**THINGS TO DO:**
[1] From the missionary letter, extract the passage between "This week was" and "it’ll clear up.", inclusive.
[2] Write the next part of the missionary letter, beginning right after its final sentence.

This week was good! Hate to say it but most of the week we tried to stay in to give my foot a rest and let it really heal. It’s getting better though. Thank you all for your love and prayers on behalf of my dumb foot. I got to go to the doctor this past week and that was really good for it. She’s from Australia so I felt slightly more comfortable than I feel when we visit the hospital in our area. She cleaned it up and gave me some good things to do to take care of it. Hopefully this week it’ll clear up.
This past week we mainly worked the phones. This coming week our goal is to get 4 people baptized just for records. Hopefully we can track them down and get everything in order so they can have that done. Then with the family we live with they have a cousin (14 years old) that’s been coming over on the weekends and coming to church and church activities. He said that he wants to start the lessons and get baptized! He was asking the family a bunch of questions and such and Elder Vaituu and I went up just to offer any assistance and talk to him. We gave him his own Book of Mormon and I shared Moroni 10:3-5 and explained that the Holy Ghost works softly and brings feelings of peace and happiness and when I said that he was like “Oh, like how I feel right now?”. Haha as a missionary that’s just one of the things you hear and can’t help but feel like you’re out here doing what’s right. I’m out here doing what I can to bring people closer to Christ and find the happiness that His gospel brings. I love it. I love the work, I love the Samoan people, and I love my Savior, Jesus Christ.

Data excerpts
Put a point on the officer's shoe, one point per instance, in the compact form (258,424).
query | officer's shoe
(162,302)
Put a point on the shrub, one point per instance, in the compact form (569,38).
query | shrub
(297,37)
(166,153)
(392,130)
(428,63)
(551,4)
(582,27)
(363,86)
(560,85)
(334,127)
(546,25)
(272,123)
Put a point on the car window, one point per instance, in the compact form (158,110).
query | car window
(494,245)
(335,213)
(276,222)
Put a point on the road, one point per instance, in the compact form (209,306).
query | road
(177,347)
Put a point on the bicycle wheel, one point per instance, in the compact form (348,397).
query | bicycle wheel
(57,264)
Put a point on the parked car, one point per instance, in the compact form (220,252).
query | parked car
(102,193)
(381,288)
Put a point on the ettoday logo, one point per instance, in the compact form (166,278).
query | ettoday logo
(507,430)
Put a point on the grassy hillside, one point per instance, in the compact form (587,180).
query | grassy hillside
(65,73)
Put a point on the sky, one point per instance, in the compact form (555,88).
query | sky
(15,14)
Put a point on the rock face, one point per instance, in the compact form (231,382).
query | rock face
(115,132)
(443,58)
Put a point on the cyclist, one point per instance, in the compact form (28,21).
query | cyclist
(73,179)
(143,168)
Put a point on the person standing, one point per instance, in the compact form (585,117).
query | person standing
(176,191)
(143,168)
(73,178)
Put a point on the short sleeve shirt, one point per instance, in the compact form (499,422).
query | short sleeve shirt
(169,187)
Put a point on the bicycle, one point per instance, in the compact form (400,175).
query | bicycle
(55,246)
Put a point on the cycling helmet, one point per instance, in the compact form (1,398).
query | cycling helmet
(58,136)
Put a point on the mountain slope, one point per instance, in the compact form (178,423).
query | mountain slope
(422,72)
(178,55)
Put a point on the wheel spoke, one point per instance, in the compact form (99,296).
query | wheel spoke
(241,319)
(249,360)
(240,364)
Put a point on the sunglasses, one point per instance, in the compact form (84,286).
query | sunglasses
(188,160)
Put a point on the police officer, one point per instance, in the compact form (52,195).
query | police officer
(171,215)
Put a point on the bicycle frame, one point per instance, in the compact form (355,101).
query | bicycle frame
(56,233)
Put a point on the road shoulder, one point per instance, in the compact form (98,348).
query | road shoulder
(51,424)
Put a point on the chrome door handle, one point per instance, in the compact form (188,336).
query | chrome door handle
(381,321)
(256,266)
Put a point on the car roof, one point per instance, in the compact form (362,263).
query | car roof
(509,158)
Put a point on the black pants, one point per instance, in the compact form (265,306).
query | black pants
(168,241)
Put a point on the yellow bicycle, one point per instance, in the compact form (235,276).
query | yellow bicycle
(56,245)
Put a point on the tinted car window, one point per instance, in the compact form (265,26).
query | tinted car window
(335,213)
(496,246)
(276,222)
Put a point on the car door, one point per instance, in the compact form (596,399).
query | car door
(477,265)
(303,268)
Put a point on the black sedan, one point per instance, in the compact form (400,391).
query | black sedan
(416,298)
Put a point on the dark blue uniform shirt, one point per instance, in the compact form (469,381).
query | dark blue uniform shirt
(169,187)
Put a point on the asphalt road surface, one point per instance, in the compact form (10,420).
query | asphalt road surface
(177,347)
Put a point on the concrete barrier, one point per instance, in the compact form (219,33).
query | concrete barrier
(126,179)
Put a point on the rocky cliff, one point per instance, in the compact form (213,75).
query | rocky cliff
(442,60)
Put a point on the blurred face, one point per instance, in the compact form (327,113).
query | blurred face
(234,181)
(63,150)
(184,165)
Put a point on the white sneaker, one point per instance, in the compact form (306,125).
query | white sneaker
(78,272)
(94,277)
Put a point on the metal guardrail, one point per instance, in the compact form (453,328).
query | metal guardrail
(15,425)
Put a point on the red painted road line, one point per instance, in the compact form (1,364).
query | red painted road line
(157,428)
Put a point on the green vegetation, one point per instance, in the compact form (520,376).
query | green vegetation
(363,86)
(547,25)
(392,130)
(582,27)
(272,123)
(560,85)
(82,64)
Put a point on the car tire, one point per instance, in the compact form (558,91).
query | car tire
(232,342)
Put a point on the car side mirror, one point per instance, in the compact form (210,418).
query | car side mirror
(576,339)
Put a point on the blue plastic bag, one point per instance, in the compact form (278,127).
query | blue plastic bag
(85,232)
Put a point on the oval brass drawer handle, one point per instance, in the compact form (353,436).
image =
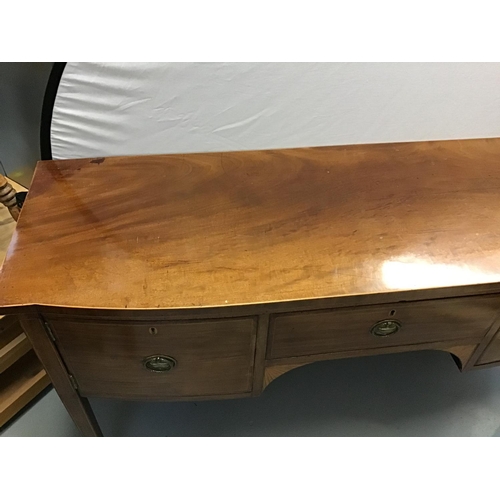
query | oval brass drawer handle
(385,327)
(159,363)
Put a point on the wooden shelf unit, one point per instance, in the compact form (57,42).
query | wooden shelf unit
(22,376)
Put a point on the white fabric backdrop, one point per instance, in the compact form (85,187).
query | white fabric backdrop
(106,109)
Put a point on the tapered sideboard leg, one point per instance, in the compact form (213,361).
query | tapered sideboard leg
(77,406)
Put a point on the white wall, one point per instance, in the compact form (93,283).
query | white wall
(141,108)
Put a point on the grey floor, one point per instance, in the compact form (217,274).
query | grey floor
(411,394)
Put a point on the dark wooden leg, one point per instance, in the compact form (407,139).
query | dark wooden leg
(77,406)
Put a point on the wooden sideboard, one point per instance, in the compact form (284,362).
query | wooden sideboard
(206,276)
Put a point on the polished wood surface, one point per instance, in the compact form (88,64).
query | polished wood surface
(219,229)
(242,266)
(318,332)
(213,357)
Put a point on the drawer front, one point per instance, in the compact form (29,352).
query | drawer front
(320,332)
(158,359)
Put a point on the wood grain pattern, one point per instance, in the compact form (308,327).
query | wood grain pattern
(77,406)
(20,384)
(301,334)
(450,347)
(252,227)
(492,352)
(12,351)
(213,357)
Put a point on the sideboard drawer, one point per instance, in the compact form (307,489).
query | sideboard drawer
(157,360)
(319,332)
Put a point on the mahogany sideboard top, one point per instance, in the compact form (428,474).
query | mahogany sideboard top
(221,229)
(209,275)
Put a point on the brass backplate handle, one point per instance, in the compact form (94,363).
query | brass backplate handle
(159,363)
(385,327)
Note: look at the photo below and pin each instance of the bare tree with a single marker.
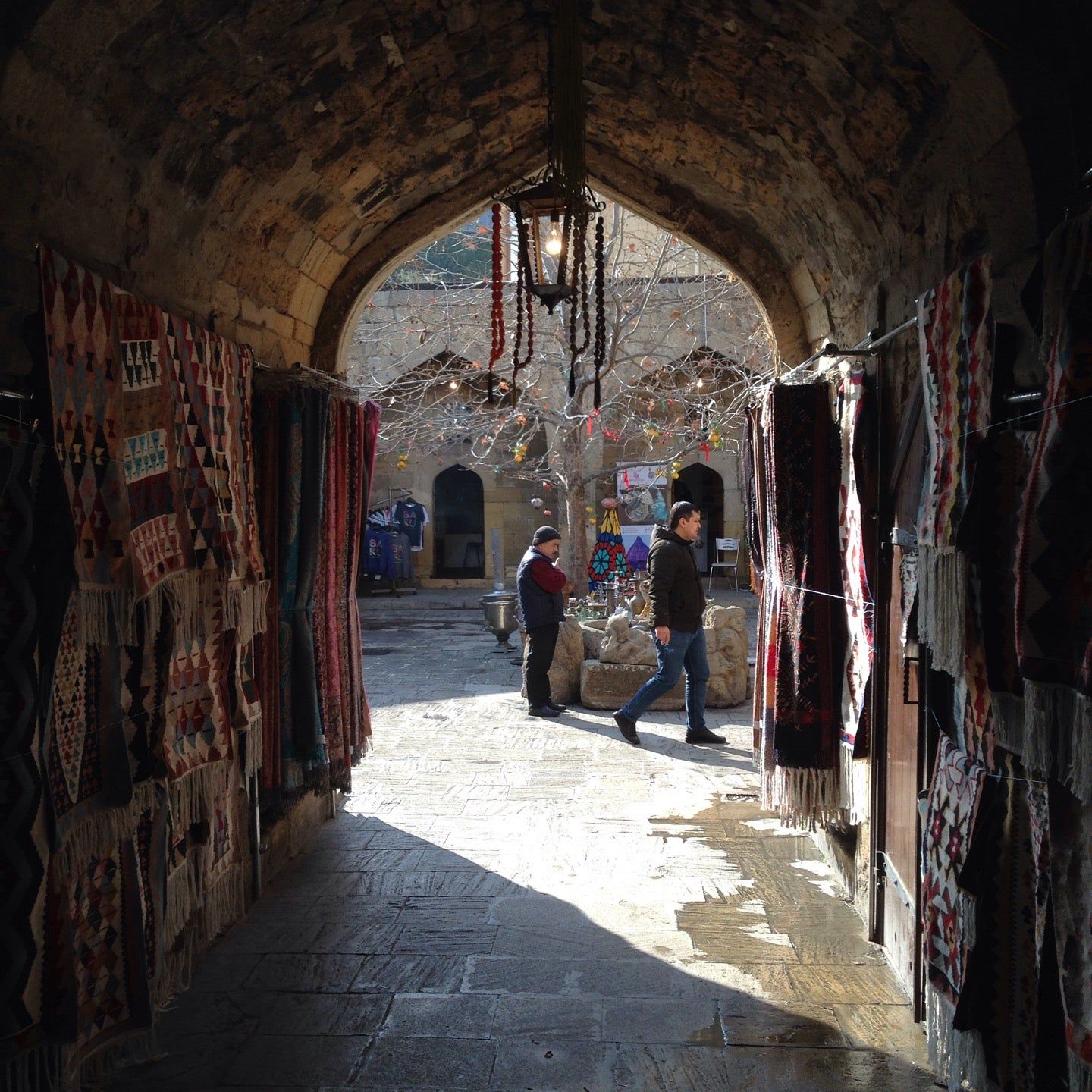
(686, 345)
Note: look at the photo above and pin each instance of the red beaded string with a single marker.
(497, 317)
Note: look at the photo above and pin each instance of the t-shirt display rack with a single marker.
(392, 585)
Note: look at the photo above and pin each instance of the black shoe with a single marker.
(704, 736)
(628, 730)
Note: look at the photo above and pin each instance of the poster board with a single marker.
(643, 501)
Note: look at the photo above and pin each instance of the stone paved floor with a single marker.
(518, 905)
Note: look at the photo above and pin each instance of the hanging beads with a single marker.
(497, 315)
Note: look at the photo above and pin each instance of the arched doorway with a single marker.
(704, 488)
(459, 532)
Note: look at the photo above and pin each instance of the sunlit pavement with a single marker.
(516, 903)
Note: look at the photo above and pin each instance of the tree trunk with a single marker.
(570, 469)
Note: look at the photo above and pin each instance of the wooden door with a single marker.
(899, 752)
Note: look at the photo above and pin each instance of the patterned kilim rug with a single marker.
(1007, 873)
(947, 916)
(218, 858)
(369, 441)
(1054, 560)
(268, 645)
(248, 588)
(198, 731)
(24, 844)
(86, 762)
(86, 386)
(307, 736)
(111, 984)
(1004, 460)
(804, 783)
(162, 550)
(858, 605)
(150, 842)
(331, 630)
(1072, 893)
(956, 330)
(142, 678)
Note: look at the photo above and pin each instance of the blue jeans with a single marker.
(682, 651)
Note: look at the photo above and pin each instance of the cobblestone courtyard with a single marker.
(508, 903)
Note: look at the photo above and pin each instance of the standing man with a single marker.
(538, 585)
(677, 603)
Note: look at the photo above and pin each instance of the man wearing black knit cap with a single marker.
(540, 585)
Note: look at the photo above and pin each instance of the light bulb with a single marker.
(554, 240)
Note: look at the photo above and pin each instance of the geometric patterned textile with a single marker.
(86, 384)
(24, 846)
(104, 908)
(949, 823)
(1054, 560)
(1072, 895)
(1007, 871)
(331, 618)
(337, 623)
(956, 335)
(801, 746)
(86, 757)
(156, 514)
(858, 654)
(999, 479)
(198, 730)
(152, 422)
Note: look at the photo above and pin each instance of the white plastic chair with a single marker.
(726, 546)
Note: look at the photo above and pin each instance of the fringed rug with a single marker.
(1054, 565)
(86, 387)
(162, 551)
(1007, 874)
(222, 895)
(956, 331)
(367, 446)
(268, 645)
(1002, 471)
(947, 915)
(198, 731)
(113, 1000)
(24, 844)
(331, 629)
(858, 605)
(804, 783)
(86, 762)
(150, 842)
(1072, 891)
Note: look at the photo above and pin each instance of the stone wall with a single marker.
(262, 166)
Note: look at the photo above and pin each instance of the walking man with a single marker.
(538, 585)
(677, 604)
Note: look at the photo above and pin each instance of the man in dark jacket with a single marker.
(538, 585)
(677, 604)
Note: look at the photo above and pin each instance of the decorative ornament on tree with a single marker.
(608, 557)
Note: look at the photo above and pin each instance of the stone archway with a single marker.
(704, 487)
(458, 524)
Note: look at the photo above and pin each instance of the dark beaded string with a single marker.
(497, 315)
(523, 307)
(600, 350)
(579, 302)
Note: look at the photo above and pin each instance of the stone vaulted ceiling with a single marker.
(259, 165)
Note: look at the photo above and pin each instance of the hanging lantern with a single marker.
(553, 213)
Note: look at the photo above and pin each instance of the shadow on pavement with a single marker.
(384, 961)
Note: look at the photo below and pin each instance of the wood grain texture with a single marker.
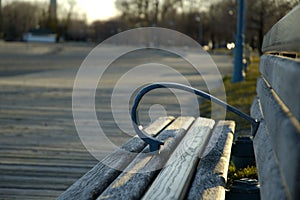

**ANSWERS BY ITEM NUMBER:**
[1]
This week was good! Hate to say it but most of the week we tried to stay in to give my foot a rest and let it really heal. It’s getting better though. Thank you all for your love and prayers on behalf of my dumb foot. I got to go to the doctor this past week and that was really good for it. She’s from Australia so I felt slightly more comfortable than I feel when we visit the hospital in our area. She cleaned it up and gave me some good things to do to take care of it. Hopefully this week it’ll clear up.

[2]
It’s my birthday tomorrow and it’s great that I get to spend my entire 19th year of life serving and trying to give back to my Heavenly Father. I hope all is well and I’m sure it is. Love you all so much.
As always, Quote of the week:
Going back to a simpler life based on living by sufficiency rather than excess is not a step backwards.
To do good, you actually have to do something.
Both quotes from Yvon Chouinard. Keep it up y’all.
Becky: We fasted today for your feet. We have prayed that you will be healed.
Doran: Thank you! I know that eventually they will be I’m doing what I need to to care for them. Just patience now. And yeah the kid that lives upstairs (13 years old) just got circumcised and man my feet are nothing compared to that. We gave him a blessing to help with the pain and healing. Thanks for doing that straight out of the womb for me.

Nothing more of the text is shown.